> [Excerpted passage]:

Outside Florida, people love to look at Florida as something funny — and on Monday presidential candidate Bernie Sanders actually made Florida look funny.
The map he distributed along with the announcement of his 2020 presidential candidacy shows Florida with a strange bulge emanating from the Tampa Bay area, protruding into the Gulf of Mexico.
“Who drew this [lousy] map,” political data analyst Matt Isbell wondered on Twitter.
Isbell, who tweets under the name @mcimaps, knows maps. And he really didn’t like the Sanders team’s shape for Florida, describing it with a much more earthy term on Twitter.
“What the heck is going on with my state in this image?” wondered another Democratic strategist, Steve Schale, writing on Twitter that “The Tampa area is not an irregular growth.”
Other commenters suggested the bulge looked like a tumor, a shelf bracket, or a foot dipping itself into the warm waters of the Gulf of Mexico.
@anitalynns from Bloomington, Minn., who likened the shape to the water-dipping foot, said she’s “seen better state shapes out of toddler puzzles.”
Eric Jotkoff, a consultant with extensive Florida ties, raised another criticism of the map, which was part of a message in which Sanders proclaimed support in all 50 states — but shows only the lower 48.

> [Material provided]:
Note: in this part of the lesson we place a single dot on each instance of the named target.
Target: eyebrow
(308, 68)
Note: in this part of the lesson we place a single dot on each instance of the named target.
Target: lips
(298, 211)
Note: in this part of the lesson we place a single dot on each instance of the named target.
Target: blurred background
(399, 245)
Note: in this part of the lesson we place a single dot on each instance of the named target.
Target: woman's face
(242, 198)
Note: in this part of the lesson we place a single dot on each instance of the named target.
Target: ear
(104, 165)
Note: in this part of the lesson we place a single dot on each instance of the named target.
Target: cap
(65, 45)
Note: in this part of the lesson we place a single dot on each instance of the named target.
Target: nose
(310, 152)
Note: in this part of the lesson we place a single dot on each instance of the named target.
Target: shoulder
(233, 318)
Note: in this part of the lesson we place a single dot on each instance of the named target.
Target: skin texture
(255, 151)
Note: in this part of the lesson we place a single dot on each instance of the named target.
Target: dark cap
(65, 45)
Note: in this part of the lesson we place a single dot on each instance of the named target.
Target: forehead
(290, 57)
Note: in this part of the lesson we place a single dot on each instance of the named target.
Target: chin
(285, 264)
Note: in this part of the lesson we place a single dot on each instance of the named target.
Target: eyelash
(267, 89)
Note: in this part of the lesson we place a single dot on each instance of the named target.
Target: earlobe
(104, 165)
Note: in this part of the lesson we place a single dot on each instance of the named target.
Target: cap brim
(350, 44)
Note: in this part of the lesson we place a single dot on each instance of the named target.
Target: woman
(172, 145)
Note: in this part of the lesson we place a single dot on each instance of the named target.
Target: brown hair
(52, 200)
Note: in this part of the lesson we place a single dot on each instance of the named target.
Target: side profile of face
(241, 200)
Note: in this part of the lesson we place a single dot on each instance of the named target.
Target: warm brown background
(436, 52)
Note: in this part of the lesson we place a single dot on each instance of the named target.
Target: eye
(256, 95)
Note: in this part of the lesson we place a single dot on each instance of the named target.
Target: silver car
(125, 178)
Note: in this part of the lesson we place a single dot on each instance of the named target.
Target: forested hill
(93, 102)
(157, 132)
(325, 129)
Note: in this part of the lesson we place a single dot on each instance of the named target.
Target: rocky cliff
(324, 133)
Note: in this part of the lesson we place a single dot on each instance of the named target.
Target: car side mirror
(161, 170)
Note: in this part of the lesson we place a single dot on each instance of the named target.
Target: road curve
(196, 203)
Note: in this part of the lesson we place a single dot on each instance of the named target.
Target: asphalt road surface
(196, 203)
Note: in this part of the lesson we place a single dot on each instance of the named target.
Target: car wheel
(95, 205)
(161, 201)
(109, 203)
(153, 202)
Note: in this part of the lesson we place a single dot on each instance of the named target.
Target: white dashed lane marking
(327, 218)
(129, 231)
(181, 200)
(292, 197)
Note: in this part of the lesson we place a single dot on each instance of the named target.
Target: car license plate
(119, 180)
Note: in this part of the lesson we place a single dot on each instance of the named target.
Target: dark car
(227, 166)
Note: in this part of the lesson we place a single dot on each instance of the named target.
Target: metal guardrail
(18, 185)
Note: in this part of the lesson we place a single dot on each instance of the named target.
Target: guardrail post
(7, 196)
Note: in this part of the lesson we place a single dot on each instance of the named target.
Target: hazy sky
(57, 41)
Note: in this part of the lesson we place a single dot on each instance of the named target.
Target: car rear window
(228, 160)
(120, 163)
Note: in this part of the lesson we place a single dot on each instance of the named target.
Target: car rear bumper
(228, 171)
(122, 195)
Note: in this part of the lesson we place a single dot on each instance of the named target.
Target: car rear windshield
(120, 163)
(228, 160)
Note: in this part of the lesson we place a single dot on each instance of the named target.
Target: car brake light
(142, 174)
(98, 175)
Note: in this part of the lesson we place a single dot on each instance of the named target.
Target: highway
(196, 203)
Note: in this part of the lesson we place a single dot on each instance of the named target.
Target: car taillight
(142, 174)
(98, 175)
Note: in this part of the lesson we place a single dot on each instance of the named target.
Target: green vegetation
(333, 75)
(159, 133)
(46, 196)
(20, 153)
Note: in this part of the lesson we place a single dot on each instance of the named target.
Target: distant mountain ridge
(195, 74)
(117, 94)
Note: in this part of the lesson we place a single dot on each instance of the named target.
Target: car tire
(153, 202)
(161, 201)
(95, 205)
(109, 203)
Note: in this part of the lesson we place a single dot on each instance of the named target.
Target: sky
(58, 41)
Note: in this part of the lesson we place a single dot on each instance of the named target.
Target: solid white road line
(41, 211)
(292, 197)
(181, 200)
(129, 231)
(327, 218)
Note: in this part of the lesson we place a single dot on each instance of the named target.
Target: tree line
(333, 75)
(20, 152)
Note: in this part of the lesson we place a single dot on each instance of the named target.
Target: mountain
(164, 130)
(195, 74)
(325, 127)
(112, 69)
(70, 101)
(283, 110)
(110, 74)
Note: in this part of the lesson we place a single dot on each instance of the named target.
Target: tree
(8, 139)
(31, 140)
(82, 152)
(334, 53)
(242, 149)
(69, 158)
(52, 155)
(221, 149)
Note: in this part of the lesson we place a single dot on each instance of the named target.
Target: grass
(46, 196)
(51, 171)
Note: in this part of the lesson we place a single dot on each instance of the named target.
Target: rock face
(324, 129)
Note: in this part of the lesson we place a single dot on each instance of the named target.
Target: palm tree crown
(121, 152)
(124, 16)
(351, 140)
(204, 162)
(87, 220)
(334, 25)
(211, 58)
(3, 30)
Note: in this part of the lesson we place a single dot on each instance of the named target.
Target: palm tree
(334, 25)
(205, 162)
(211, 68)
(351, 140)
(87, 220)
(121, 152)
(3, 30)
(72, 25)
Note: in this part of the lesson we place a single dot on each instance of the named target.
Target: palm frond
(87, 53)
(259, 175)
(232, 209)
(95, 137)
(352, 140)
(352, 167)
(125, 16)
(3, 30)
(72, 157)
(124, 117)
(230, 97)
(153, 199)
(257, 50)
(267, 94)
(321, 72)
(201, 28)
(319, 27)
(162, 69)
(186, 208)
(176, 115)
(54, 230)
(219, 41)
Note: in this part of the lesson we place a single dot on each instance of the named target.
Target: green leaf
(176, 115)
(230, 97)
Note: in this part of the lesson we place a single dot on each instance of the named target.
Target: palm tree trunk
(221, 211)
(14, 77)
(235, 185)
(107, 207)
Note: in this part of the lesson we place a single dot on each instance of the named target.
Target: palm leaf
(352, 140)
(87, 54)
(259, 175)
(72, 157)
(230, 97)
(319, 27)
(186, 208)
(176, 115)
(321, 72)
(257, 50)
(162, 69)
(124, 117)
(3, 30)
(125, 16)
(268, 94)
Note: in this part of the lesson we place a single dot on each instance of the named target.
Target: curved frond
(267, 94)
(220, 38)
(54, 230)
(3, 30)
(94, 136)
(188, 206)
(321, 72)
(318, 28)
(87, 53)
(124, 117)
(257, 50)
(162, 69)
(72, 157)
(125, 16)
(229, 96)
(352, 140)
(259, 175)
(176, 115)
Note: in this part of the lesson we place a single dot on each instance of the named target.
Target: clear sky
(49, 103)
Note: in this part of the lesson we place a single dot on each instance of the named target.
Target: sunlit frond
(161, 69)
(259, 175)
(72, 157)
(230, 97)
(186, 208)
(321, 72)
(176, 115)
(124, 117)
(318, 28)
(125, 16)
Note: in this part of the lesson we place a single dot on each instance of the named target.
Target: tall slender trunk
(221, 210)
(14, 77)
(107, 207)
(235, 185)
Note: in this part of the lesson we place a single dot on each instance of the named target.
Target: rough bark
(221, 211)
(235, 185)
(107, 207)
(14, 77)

* * *

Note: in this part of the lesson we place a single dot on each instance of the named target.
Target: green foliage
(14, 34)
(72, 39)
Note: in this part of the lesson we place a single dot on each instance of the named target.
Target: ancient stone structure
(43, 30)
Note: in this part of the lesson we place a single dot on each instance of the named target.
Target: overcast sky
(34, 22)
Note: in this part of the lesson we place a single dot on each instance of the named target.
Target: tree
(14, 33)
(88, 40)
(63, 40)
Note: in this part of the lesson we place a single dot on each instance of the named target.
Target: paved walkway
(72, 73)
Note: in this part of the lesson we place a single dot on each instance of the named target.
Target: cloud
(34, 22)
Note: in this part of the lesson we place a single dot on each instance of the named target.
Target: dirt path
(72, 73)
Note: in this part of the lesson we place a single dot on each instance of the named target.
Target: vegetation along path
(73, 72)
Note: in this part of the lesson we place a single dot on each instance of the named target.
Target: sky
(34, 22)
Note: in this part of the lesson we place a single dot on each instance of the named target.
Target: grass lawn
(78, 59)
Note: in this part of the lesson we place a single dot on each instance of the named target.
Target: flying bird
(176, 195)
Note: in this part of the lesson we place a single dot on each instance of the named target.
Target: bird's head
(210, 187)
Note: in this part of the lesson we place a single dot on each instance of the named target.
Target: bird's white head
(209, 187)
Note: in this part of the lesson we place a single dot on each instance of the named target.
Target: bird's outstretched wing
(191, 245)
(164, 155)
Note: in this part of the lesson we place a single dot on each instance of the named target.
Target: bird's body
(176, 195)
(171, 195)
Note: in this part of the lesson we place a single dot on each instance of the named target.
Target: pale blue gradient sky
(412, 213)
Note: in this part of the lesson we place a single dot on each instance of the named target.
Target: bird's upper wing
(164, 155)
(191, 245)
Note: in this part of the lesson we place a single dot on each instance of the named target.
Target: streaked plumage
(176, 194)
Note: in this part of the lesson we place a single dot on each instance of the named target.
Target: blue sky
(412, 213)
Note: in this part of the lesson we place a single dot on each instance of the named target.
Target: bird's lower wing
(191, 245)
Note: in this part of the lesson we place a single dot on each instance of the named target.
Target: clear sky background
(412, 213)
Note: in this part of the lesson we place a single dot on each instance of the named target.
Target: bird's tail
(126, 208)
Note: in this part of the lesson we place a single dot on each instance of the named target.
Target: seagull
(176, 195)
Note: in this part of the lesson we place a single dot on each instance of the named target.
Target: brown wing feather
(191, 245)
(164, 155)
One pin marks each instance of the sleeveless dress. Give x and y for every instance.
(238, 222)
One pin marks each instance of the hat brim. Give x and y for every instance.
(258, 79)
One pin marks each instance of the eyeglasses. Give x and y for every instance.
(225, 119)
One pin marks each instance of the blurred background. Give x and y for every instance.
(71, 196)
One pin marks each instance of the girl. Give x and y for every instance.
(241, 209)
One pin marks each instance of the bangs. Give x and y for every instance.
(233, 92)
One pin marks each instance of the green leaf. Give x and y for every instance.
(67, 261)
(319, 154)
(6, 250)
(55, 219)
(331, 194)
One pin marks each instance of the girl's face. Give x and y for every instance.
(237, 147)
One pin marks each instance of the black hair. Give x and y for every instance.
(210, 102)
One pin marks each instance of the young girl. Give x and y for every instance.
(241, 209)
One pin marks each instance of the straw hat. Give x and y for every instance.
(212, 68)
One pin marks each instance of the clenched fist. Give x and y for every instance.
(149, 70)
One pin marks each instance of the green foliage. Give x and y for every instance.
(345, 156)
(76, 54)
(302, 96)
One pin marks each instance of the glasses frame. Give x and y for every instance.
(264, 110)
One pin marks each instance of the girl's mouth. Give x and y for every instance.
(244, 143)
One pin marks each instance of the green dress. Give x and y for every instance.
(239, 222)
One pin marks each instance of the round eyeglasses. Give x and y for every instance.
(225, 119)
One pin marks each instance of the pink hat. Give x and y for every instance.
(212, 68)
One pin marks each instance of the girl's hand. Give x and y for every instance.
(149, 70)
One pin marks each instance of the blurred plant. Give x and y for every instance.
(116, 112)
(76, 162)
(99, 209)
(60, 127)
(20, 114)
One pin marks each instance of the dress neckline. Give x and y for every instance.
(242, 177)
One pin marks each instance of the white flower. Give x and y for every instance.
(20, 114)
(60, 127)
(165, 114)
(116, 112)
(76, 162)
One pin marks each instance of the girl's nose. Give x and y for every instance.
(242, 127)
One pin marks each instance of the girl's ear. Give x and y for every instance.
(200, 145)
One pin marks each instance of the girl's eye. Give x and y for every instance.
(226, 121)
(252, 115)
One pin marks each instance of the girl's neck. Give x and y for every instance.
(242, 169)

* * *

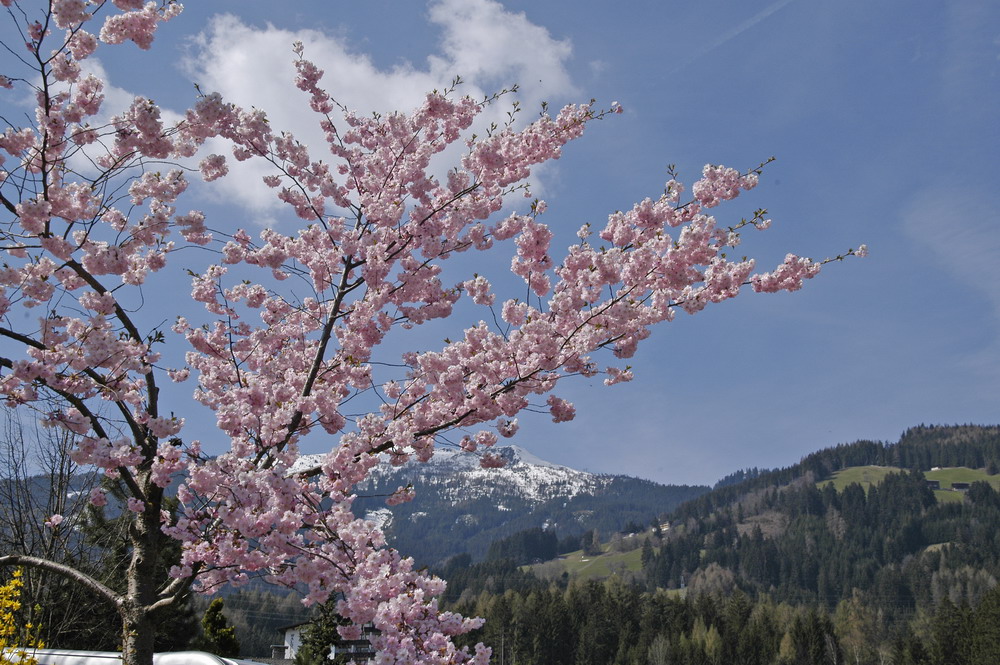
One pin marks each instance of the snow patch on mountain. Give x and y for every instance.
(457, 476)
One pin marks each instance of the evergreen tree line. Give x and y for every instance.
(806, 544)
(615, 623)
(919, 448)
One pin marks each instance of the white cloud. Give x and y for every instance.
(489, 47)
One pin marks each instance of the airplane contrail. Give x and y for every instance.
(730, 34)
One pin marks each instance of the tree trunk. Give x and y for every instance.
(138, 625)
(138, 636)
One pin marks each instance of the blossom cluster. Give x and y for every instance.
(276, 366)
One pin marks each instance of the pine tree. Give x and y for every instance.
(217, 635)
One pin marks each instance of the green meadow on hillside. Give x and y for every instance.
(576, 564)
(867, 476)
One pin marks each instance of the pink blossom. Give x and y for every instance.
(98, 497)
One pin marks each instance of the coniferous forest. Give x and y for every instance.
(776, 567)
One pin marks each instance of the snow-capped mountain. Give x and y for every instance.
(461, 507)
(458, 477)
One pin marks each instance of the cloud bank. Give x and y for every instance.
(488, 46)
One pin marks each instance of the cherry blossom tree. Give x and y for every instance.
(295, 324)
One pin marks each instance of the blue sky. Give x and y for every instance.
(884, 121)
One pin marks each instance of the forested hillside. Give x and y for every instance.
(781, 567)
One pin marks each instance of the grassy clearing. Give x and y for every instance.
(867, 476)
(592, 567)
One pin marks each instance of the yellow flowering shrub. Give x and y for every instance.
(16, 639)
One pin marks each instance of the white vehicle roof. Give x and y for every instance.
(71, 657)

> [Required actions]:
a - Revise the article on the Sanders campaign map between "The map he distributed" and "of the Gulf of Mexico.", inclusive, substituting "swelling" for "bulge".
b - Extend the article on the Sanders campaign map of Florida, picking up after its final sentence.

> [Answers to the exercises]:
a -
The map he distributed along with the announcement of his 2020 presidential candidacy shows Florida with a strange swelling emanating from the Tampa Bay area, protruding into the Gulf of Mexico.
“Who drew this [lousy] map,” political data analyst Matt Isbell wondered on Twitter.
Isbell, who tweets under the name @mcimaps, knows maps. And he really didn’t like the Sanders team’s shape for Florida, describing it with a much more earthy term on Twitter.
“What the heck is going on with my state in this image?” wondered another Democratic strategist, Steve Schale, writing on Twitter that “The Tampa area is not an irregular growth.”
Other commenters suggested the swelling looked like a tumor, a shelf bracket, or a foot dipping itself into the warm waters of the Gulf of Mexico.

b -
“Is it just me or is it odd that @BernieSanders campaign is bragging about having supporters in all 50 states — then uses a graphic which leaves two states off?” Jotkoff tweeted.
Sanders and his campaign isn’t all that familiar with Florida — at least not in 2016, the when the Vermont senator also sought the Democratic presidential nomination.
Though he had a dedicated base of followers among Sunshine State progressives, Sanders held just one rally in Florida before the 2016 presidential primary, and it was the day before he had to be in the state anyway for a nationally televised debate.
He didn’t perform especially well in the Florida primary, receiving just 33 percent of the vote.